— TASK TO CARRY OUT —
Give back the full material exactly. Omit no line.

################

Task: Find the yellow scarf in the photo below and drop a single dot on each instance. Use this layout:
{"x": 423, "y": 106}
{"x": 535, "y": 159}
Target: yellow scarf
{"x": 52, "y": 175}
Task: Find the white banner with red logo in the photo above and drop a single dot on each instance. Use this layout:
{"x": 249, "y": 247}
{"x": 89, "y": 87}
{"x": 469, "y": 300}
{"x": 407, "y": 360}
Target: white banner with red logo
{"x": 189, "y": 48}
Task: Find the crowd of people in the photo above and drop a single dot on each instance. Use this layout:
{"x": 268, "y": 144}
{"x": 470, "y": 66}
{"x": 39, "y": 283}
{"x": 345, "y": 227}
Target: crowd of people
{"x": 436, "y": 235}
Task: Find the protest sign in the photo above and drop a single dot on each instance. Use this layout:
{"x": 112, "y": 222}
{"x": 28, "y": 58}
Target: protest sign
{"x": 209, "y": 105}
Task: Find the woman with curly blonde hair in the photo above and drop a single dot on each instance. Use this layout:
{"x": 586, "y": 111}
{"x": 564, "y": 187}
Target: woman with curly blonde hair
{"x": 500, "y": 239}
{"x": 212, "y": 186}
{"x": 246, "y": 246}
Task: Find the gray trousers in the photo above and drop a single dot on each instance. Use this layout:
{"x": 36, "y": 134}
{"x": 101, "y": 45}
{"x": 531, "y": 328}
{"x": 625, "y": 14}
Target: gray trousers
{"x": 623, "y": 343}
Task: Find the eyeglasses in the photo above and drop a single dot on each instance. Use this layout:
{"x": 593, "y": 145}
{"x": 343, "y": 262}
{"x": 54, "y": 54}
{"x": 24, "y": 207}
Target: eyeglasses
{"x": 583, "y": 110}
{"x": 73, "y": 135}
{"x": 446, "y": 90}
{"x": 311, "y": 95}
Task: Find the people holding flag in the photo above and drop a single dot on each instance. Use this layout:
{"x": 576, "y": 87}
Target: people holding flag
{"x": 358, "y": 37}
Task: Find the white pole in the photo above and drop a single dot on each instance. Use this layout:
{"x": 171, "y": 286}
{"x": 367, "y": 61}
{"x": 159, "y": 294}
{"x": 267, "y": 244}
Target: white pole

################

— ANSWER SPACE —
Task: Find the yellow scarf in the photo below and drop a single dot on each instance. Use this layout:
{"x": 423, "y": 106}
{"x": 535, "y": 159}
Target: yellow scarf
{"x": 52, "y": 175}
Task: Find the white banner with red logo in the photo above and drop a single dot on each instance. Use this layout:
{"x": 249, "y": 247}
{"x": 89, "y": 87}
{"x": 469, "y": 300}
{"x": 407, "y": 360}
Target: white banner with red logo
{"x": 189, "y": 48}
Task: Find the crowd of people in the photo above and drop a single dot on each instance. Use this layout:
{"x": 268, "y": 144}
{"x": 470, "y": 66}
{"x": 39, "y": 283}
{"x": 345, "y": 227}
Target: crowd of people
{"x": 436, "y": 235}
Task: Find the protest sign in the photo above and drop a single dot on each instance. Use this layout:
{"x": 112, "y": 222}
{"x": 28, "y": 58}
Target: protest sign
{"x": 209, "y": 105}
Task: Find the woman with curly blonde hair in the photo above and drop a single dot on each instance. Use this layout:
{"x": 586, "y": 111}
{"x": 564, "y": 187}
Target: woman with curly blonde hair
{"x": 500, "y": 239}
{"x": 212, "y": 186}
{"x": 246, "y": 246}
Task: Find the gray trousers in the photo above and drop a single dot on each instance. Use this layout:
{"x": 36, "y": 134}
{"x": 101, "y": 45}
{"x": 531, "y": 328}
{"x": 625, "y": 14}
Target: gray trousers
{"x": 623, "y": 343}
Task: Find the eyeglasses in the photo above and drop a single dot on each instance. Use this layout:
{"x": 593, "y": 145}
{"x": 343, "y": 262}
{"x": 54, "y": 54}
{"x": 24, "y": 207}
Target: eyeglasses
{"x": 583, "y": 110}
{"x": 73, "y": 135}
{"x": 446, "y": 90}
{"x": 311, "y": 95}
Task: Find the people holding flag in the photo above and drop a single dot on each instance. Use this layout:
{"x": 576, "y": 87}
Target: people holding flag
{"x": 358, "y": 37}
Task: Find the white pole in the photo above and drop a single dot on each instance. Use this layout:
{"x": 171, "y": 286}
{"x": 367, "y": 61}
{"x": 159, "y": 294}
{"x": 267, "y": 244}
Target: white pole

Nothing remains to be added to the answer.